■ WHAT TO WORK ON ■
Can you copy out, word for word, the records from the line with "Where can you see the black" up to and including the line with "<point>283,111</point>"?

■ INPUT MATERIAL ■
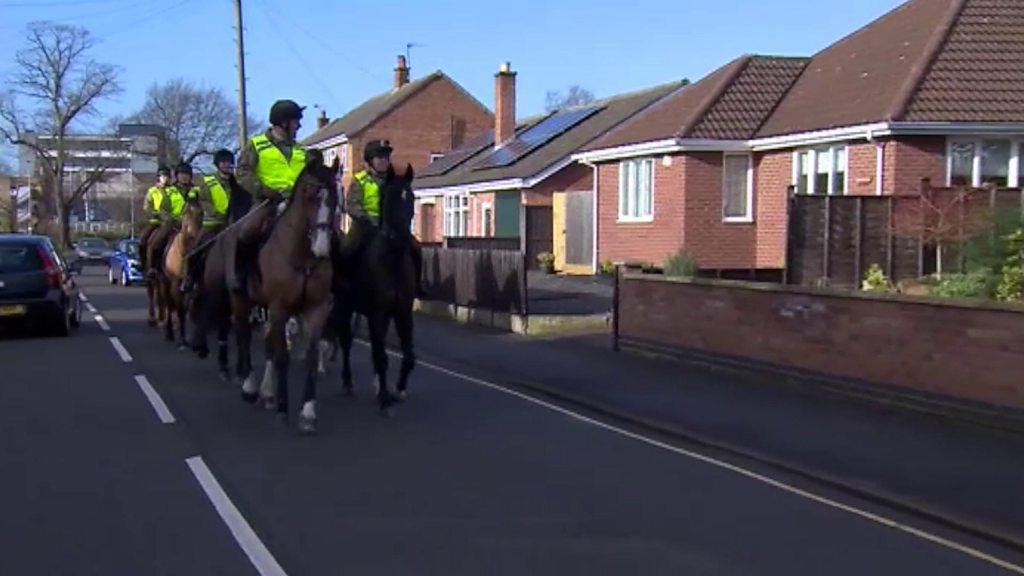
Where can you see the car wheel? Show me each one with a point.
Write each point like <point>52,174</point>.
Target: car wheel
<point>76,316</point>
<point>62,326</point>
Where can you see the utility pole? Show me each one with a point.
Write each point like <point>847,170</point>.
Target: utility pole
<point>243,127</point>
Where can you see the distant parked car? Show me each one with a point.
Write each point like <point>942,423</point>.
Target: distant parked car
<point>36,286</point>
<point>124,263</point>
<point>91,251</point>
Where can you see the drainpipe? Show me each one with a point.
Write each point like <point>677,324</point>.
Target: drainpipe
<point>880,163</point>
<point>594,262</point>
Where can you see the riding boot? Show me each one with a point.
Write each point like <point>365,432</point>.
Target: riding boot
<point>417,253</point>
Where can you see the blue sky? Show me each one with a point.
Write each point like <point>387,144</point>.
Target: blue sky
<point>336,53</point>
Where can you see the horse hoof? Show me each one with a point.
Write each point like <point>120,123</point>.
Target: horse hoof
<point>307,426</point>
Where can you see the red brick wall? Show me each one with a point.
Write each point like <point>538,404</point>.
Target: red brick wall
<point>843,335</point>
<point>861,165</point>
<point>772,176</point>
<point>715,244</point>
<point>640,242</point>
<point>915,158</point>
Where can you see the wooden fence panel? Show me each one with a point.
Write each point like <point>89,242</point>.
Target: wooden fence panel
<point>485,279</point>
<point>469,243</point>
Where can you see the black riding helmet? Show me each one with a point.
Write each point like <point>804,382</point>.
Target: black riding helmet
<point>183,168</point>
<point>223,155</point>
<point>377,149</point>
<point>283,111</point>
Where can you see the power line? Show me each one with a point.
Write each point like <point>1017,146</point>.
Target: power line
<point>301,30</point>
<point>298,55</point>
<point>39,4</point>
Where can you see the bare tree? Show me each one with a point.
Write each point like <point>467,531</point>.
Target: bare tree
<point>55,73</point>
<point>199,120</point>
<point>576,95</point>
<point>942,217</point>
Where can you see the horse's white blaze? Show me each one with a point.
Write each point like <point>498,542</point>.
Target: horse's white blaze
<point>325,356</point>
<point>249,385</point>
<point>266,388</point>
<point>322,242</point>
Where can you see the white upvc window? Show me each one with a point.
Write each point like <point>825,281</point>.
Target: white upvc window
<point>737,188</point>
<point>486,219</point>
<point>821,170</point>
<point>978,161</point>
<point>636,191</point>
<point>456,214</point>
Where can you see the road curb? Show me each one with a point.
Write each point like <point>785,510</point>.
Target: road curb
<point>898,503</point>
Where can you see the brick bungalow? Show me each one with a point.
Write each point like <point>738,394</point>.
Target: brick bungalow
<point>423,119</point>
<point>681,175</point>
<point>934,89</point>
<point>504,184</point>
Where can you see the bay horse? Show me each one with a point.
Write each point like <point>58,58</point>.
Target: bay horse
<point>293,282</point>
<point>172,301</point>
<point>380,284</point>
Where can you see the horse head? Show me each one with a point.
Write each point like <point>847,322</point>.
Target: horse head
<point>315,198</point>
<point>192,219</point>
<point>398,203</point>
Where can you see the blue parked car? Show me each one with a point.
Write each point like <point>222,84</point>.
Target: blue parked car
<point>124,264</point>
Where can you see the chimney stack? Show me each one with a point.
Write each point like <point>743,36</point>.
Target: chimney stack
<point>400,73</point>
<point>504,105</point>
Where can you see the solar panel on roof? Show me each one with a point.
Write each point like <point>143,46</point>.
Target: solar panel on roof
<point>456,157</point>
<point>536,136</point>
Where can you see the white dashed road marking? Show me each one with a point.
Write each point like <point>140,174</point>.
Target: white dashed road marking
<point>261,558</point>
<point>122,352</point>
<point>163,412</point>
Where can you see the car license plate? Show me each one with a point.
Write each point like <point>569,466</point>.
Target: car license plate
<point>14,310</point>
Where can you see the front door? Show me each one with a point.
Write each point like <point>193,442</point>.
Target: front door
<point>574,228</point>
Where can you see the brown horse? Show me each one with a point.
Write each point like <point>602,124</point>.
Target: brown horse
<point>293,282</point>
<point>381,286</point>
<point>170,276</point>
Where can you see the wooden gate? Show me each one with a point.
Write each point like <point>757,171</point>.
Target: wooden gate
<point>538,233</point>
<point>573,232</point>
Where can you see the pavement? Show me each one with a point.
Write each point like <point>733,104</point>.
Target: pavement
<point>555,294</point>
<point>470,477</point>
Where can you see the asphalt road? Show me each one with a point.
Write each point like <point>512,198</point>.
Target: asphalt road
<point>466,479</point>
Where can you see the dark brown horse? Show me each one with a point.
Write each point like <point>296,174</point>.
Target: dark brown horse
<point>171,300</point>
<point>381,286</point>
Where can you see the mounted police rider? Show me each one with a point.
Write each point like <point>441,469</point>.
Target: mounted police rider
<point>267,168</point>
<point>363,202</point>
<point>155,208</point>
<point>218,194</point>
<point>174,198</point>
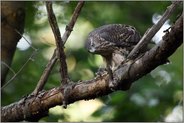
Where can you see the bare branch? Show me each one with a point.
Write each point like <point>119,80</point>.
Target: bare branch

■ TASK RESULT ■
Where can you see the black riding helmet? Show me each one with a point.
Write each point like <point>804,382</point>.
Target: black riding helmet
<point>183,168</point>
<point>223,155</point>
<point>377,149</point>
<point>283,111</point>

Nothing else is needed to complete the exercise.